TEKS BACAAN:
++++

Skip to main content

Sejenak di Maumere

Saya akhirnya tiba di Kota Maumere. Setelah berjam-jam sebelumnya menempuh perjalanan dengan menumpang angkot kecil dari Moni, di kaki Gunung Kelimutu.

Tugu Selamat Datang di salah satu sudut kota.

Maumere

Maumere adalah ibu kota Kabupaten Sikka. Berada di pesisir utara yang merupakan kota terbesar di Pulau Flores. Kota ini lebih besar dari Labuan Bajo di ujung barat. Juga lebih besar dari Ruteng dan Ende yang telah saya kunjungi sebelumnya.

Sore sampai malam, saya habiskan waktu dengan berkeliling kota mengendarai sepeda motor. Yang saya sewa dari tempat saya menginap. Menyusuri Jalan Gajah Mada, Jalan El Tari, Jalan Ahmad Yani, dan Jalan Soekarno-Hatta yang menjadi jalan-jalan utama kota ini. 

Maumere memang ramai. Kendaraan lalu lalang. Minibus-minibus dengan trayek Ende atau Larantuka beberapa kali saya lihat melintas. Begitu pula mobil-mobil pribadi berplat hitam. Sepeda motor banyak berseliweran, yang walaupun di jalan raya ibu kota kabupaten, sebagian besar pegendaranya tidak memakai helm.

Makam di Halaman Rumah

Di pinggiran kota, barulah keramaian sedikit berkurang. Jika di kota, pemandangan yang terlihat sebagian besar adalah pertokoan dan perkantoran, di maka di pinggiran yang merupakan perkampungan, kebanyakan hanyalah rumah-rumah warga dengan makam di halaman rumahnya.

Seperti yang sudah saya lihat dan ketahui sebelumnya, masyarakat Flores memang menguburkan anggota keluarganya yang sudah meninggal di halaman rumahnya. Dan di Maumere, saya melihat hal seperti ini lebih banyak.

++++

DATA MASUKAN:
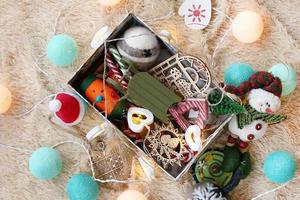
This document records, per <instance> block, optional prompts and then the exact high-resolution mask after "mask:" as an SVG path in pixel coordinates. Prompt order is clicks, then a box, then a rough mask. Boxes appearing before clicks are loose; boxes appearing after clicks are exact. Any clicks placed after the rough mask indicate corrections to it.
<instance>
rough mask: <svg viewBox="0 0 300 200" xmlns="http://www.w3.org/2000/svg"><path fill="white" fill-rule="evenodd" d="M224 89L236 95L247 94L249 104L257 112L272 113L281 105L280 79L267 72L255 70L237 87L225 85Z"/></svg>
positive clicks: (268, 72) (228, 91)
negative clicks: (253, 73)
mask: <svg viewBox="0 0 300 200" xmlns="http://www.w3.org/2000/svg"><path fill="white" fill-rule="evenodd" d="M225 91H226V92H229V93H232V94H235V95H238V96H243V95H246V94H248V100H249V104H250V106H251V107H252V108H254V109H255V110H256V111H257V112H261V113H269V114H272V113H274V112H276V111H278V110H279V108H280V105H281V101H280V96H281V92H282V84H281V81H280V79H279V78H277V77H274V76H273V75H272V74H271V73H269V72H265V71H259V72H256V73H254V74H253V75H252V76H250V78H249V80H248V81H245V82H243V83H242V84H241V85H239V86H238V87H235V86H233V85H226V87H225Z"/></svg>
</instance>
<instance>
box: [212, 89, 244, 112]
mask: <svg viewBox="0 0 300 200" xmlns="http://www.w3.org/2000/svg"><path fill="white" fill-rule="evenodd" d="M222 98H223V99H222ZM221 99H222V100H221ZM220 101H221V102H220ZM208 102H209V103H210V105H211V106H210V108H211V111H212V113H213V114H214V115H226V114H238V113H242V112H243V111H244V107H243V106H242V105H241V104H239V103H238V102H236V101H234V100H232V99H231V98H229V97H228V96H226V95H225V94H224V95H223V97H222V92H221V91H220V90H214V91H212V92H211V93H209V95H208ZM214 104H215V105H214Z"/></svg>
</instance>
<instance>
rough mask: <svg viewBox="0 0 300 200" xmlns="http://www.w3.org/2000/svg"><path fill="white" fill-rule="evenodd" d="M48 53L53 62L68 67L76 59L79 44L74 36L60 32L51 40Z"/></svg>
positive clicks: (62, 66) (48, 56)
mask: <svg viewBox="0 0 300 200" xmlns="http://www.w3.org/2000/svg"><path fill="white" fill-rule="evenodd" d="M46 54H47V58H48V59H49V60H50V61H51V62H52V63H53V64H55V65H57V66H59V67H66V66H68V65H71V64H72V63H73V62H74V61H75V59H76V57H77V55H78V46H77V43H76V41H75V40H74V39H73V38H72V37H70V36H68V35H65V34H59V35H55V36H53V37H52V38H51V39H50V40H49V42H48V45H47V49H46Z"/></svg>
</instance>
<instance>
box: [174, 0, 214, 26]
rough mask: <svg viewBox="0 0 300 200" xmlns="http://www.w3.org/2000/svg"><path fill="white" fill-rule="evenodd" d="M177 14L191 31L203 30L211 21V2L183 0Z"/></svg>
mask: <svg viewBox="0 0 300 200" xmlns="http://www.w3.org/2000/svg"><path fill="white" fill-rule="evenodd" d="M178 14H179V15H180V16H183V17H184V22H185V25H186V26H188V27H189V28H191V29H196V30H199V29H204V28H205V27H207V25H208V24H209V21H210V19H211V0H185V1H184V2H183V4H181V6H180V8H179V10H178Z"/></svg>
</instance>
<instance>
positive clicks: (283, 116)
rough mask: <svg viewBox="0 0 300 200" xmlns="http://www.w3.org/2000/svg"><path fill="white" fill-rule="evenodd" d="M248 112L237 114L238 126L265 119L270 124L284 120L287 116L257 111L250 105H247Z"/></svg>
mask: <svg viewBox="0 0 300 200" xmlns="http://www.w3.org/2000/svg"><path fill="white" fill-rule="evenodd" d="M245 109H246V112H244V113H239V114H238V115H237V122H238V127H239V128H240V129H242V128H244V126H246V125H249V124H251V123H252V122H253V121H255V120H259V119H261V120H263V121H264V122H266V123H268V124H276V123H279V122H282V121H284V120H285V119H286V118H287V117H286V116H284V115H276V114H269V113H261V112H258V111H256V110H255V109H254V108H252V107H251V106H250V105H246V106H245Z"/></svg>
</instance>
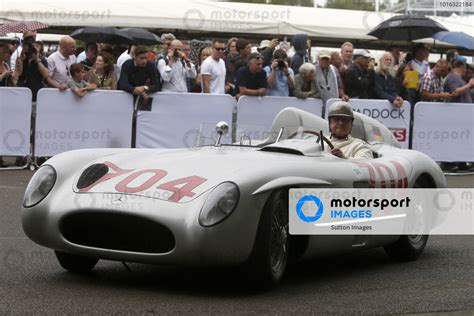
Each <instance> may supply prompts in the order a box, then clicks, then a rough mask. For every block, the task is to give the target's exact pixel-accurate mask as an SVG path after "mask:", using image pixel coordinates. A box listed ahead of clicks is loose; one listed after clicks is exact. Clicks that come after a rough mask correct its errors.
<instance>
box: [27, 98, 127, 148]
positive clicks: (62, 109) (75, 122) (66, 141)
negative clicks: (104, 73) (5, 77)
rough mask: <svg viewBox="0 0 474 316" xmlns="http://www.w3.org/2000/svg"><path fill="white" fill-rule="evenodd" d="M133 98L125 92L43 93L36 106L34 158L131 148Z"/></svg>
mask: <svg viewBox="0 0 474 316" xmlns="http://www.w3.org/2000/svg"><path fill="white" fill-rule="evenodd" d="M132 117H133V98H132V96H131V95H130V94H129V93H125V92H122V91H93V92H90V93H88V94H87V95H85V96H84V97H82V98H80V97H78V96H76V95H75V94H74V93H73V92H71V91H70V90H67V91H59V90H57V89H41V90H40V91H39V93H38V98H37V102H36V131H35V143H34V155H35V156H37V157H42V156H53V155H56V154H59V153H61V152H64V151H68V150H72V149H82V148H130V147H131V142H132Z"/></svg>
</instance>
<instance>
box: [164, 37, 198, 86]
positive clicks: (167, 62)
mask: <svg viewBox="0 0 474 316" xmlns="http://www.w3.org/2000/svg"><path fill="white" fill-rule="evenodd" d="M182 47H183V44H182V43H181V41H179V40H174V41H172V42H171V44H170V46H169V49H168V54H167V56H166V57H165V58H162V59H160V60H159V61H158V71H159V73H160V75H161V79H162V80H163V87H162V90H161V91H163V92H188V86H187V83H186V79H187V78H193V79H194V78H195V77H196V67H195V66H194V64H193V63H192V62H191V61H190V60H189V59H188V58H187V57H186V55H185V54H184V53H183V51H182Z"/></svg>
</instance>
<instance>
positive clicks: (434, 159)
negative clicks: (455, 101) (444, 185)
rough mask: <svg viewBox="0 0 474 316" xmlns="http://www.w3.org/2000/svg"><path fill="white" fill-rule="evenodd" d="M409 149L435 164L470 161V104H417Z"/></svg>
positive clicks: (470, 127) (473, 112)
mask: <svg viewBox="0 0 474 316" xmlns="http://www.w3.org/2000/svg"><path fill="white" fill-rule="evenodd" d="M413 149H415V150H418V151H421V152H423V153H425V154H427V155H428V156H430V157H431V158H433V159H434V160H436V161H446V162H455V161H464V162H473V161H474V104H471V103H435V102H419V103H417V104H416V106H415V112H414V125H413Z"/></svg>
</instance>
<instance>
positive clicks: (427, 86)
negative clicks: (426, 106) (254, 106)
mask: <svg viewBox="0 0 474 316" xmlns="http://www.w3.org/2000/svg"><path fill="white" fill-rule="evenodd" d="M447 74H448V62H447V61H446V60H444V59H440V60H438V61H437V62H436V65H435V66H434V67H433V69H431V70H429V71H428V72H427V73H426V74H425V75H424V76H423V81H422V84H421V99H422V100H423V101H433V102H439V101H445V100H447V99H449V98H451V97H452V95H451V94H450V93H447V92H444V89H443V77H445V76H446V75H447Z"/></svg>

++++

TUGAS 1:
Jawablah pertanyaan berikut berdasarkan teks bacaan.
(a) Maumere adalah ibu kota kabupaten apa?
(b) Dari tempat mana penulis menumpang angkot kecil sebelum tiba di Maumere?
(c) Di mana masyarakat Flores menguburkan anggota keluarganya yang sudah meninggal?
TUGAS 2:
Ubah bagian data dari awal data sampai baris yang memuat "positive clicks: (268, 72) (228, 91)" menjadi tabel Markdown dengan kolom "No." dan "Teks", tanpa baris kosong. Kedua ujung bagian itu ikut disertakan, sedangkan gambar tidak dimasukkan ke dalam jawaban.

PEMBAHASAN JAWABAN 1:
(a) Kabupaten Sikka.
(b) Dari Moni, di kaki Gunung Kelimutu.
(c) Di halaman rumahnya.

PEMBAHASAN JAWABAN 2:
| No. | Teks |
|---|---|
| 1 | This document records, per <instance> block, optional prompts and then the exact high-resolution mask after "mask:" as an SVG path in pixel coordinates. Prompt order is clicks, then a box, then a rough mask. Boxes appearing before clicks are loose; boxes appearing after clicks are exact. Any clicks placed after the rough mask indicate corrections to it. |
| 2 | <instance> |
| 3 | rough mask: <svg viewBox="0 0 300 200" xmlns="http://www.w3.org/2000/svg"><path fill="white" fill-rule="evenodd" d="M224 89L236 95L247 94L249 104L257 112L272 113L281 105L280 79L267 72L255 70L237 87L225 85Z"/></svg> |
| 4 | positive clicks: (268, 72) (228, 91) |